*TASK OBJECTIVE*.
An exact transcription of the records is required, minus any images.

*STORED DATA*.
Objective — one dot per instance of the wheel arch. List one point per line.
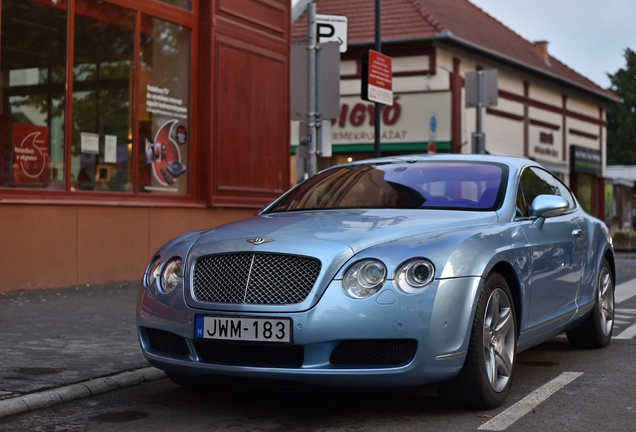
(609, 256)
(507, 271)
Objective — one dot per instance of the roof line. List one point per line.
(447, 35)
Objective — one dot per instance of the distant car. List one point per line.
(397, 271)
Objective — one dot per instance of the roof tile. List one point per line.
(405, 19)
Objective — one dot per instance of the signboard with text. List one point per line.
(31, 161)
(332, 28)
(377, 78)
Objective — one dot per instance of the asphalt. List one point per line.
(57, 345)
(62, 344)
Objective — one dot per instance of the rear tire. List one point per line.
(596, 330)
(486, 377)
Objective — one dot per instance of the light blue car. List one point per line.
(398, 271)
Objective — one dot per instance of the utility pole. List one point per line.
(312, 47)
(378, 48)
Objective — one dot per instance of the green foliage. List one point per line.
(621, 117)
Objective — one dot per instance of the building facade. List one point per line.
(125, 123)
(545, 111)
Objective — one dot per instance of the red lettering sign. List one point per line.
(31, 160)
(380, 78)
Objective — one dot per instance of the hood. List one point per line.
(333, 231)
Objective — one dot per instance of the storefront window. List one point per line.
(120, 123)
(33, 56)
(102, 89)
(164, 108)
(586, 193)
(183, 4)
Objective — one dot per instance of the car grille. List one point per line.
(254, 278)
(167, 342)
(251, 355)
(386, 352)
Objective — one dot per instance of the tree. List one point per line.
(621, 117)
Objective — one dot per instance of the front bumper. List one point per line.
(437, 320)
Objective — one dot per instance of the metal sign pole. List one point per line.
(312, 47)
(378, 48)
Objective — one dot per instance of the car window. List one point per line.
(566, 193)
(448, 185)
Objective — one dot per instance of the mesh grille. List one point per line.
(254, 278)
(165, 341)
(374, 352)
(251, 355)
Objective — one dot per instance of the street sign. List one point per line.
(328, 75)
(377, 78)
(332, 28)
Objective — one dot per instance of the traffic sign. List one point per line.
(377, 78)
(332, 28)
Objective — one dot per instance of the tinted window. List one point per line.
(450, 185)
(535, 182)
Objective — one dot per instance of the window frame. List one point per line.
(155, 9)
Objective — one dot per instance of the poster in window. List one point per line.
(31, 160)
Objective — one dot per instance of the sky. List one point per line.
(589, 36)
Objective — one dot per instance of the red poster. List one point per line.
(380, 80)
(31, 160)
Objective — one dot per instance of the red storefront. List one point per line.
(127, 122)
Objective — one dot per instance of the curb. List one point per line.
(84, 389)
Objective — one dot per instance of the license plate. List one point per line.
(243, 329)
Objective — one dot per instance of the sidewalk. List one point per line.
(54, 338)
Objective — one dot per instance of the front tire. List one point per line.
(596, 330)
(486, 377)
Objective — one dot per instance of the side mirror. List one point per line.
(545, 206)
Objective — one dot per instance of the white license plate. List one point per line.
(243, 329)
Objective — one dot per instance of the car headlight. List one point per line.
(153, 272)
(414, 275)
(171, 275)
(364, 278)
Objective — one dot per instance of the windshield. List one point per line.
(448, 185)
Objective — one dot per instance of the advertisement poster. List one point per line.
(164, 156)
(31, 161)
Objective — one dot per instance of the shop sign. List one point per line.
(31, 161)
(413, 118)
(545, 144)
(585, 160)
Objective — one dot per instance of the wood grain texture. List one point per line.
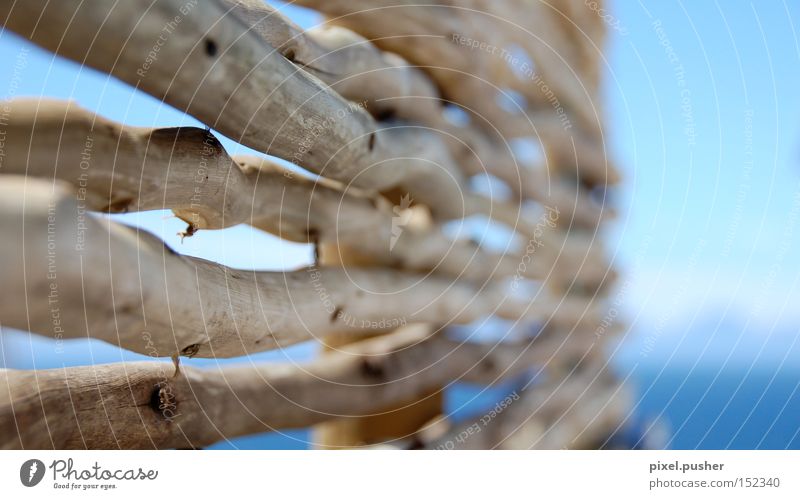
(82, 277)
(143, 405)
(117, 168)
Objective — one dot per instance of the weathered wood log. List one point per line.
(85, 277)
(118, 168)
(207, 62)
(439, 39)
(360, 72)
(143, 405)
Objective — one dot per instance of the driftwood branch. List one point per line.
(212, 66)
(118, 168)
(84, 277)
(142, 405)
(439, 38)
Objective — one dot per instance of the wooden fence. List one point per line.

*SOLVED EXERCISE*.
Objective — one dot per instance of the wheel arch. List one point per line.
(609, 256)
(507, 271)
Objective — one dot per instance of the roof line. List one point per line.
(447, 35)
Objective — one dot per instance of the distant car. List one point per line.
(397, 271)
Objective — one dot per instance of the roof tile. List one point per line.
(405, 19)
Objective — one dot per instance of the signboard with text. List one point per line.
(31, 161)
(332, 28)
(377, 78)
Objective — one dot per instance of the asphalt. List one point per line.
(57, 345)
(62, 344)
Objective — one dot per instance of the rear tire. List one point per line.
(596, 330)
(486, 377)
Objective — one dot per instance of the light blue car. List one point per line.
(398, 271)
Objective — one dot per instance of the utility pole. List one point per line.
(312, 47)
(378, 48)
Objective — one dot per instance of the green foliage. List one point per line.
(621, 117)
Objective — one dot per instance of the building facade. List one point per line.
(125, 123)
(545, 111)
Objective — one dot per instance of the red lettering sign. List one point per line.
(31, 160)
(380, 78)
Objective — one dot per instance of the hood. List one point per line.
(333, 231)
Objective — one dot per instance of the storefront window. List one point per line.
(120, 123)
(33, 56)
(102, 89)
(164, 108)
(586, 193)
(183, 4)
Objective — one dot per instance of the car grille. List one point per line.
(254, 278)
(167, 342)
(251, 355)
(386, 352)
Objective — one dot per instance of the tree. List one point per line.
(621, 117)
Objective — one dot per instance of the front bumper. List one point per line.
(437, 320)
Objective — one dot per instance of the metal sign pole. List one point per line.
(312, 47)
(378, 48)
Objective — one dot per instance of the car window. List one point per line.
(566, 193)
(448, 185)
Objective — one dot per instance of the mesh grille. List one point per line.
(254, 278)
(165, 341)
(374, 352)
(251, 355)
Objective — one dot per instance of the street sign. List one point per line.
(328, 75)
(377, 78)
(332, 28)
Objective — one dot per instance of the traffic sign. List one point per line.
(377, 78)
(332, 28)
Objective — one dot per instance of the tinted window. List one point per line.
(450, 185)
(535, 182)
Objective — one dot per instance of the window frame. List one point per line.
(155, 9)
Objective — one dot per instance of the poster in window. List one point per line.
(31, 160)
Objective — one dot per instance of the sky. List one point per line.
(589, 36)
Objective — one dot per instance of the red poster. List one point per line.
(380, 80)
(31, 160)
Objective — one dot per instance of the red storefront. List one point per line.
(127, 122)
Objective — one dot per instance of the curb. List one point per line.
(84, 389)
Objective — one dot per instance of the license plate. List one point per line.
(243, 329)
Objective — one dot per instance of the sidewalk. List one point per line.
(54, 338)
Objective — one dot per instance of the front tire. List one point per line.
(596, 330)
(486, 377)
Objective — one dot per instance of the side mirror. List one point per line.
(545, 206)
Objective — one dot per instance of the white license plate. List one point per line.
(243, 329)
Objective — one dot per instance of the car headlight. List one point per line.
(153, 272)
(414, 275)
(171, 275)
(364, 278)
Objective — one dot per instance of the windshield. List one point per line.
(448, 185)
Objective — one dot per instance of the advertisement poster. List one point per line.
(164, 156)
(31, 161)
Objective — one dot per instance of the shop sign. List one point per line.
(31, 161)
(413, 118)
(545, 144)
(585, 160)
Objective — one dot per instance of the wood grain texture. List one point per line.
(82, 277)
(143, 405)
(117, 168)
Objective — one dot per instance of the weathered wood log. List one point per line.
(85, 277)
(118, 168)
(207, 62)
(439, 39)
(360, 72)
(143, 405)
Objective — one dot per instance of the driftwood branch. List one point per line.
(212, 66)
(118, 168)
(84, 277)
(142, 405)
(439, 38)
Objective — one dot per instance of the wooden fence. List one point per line.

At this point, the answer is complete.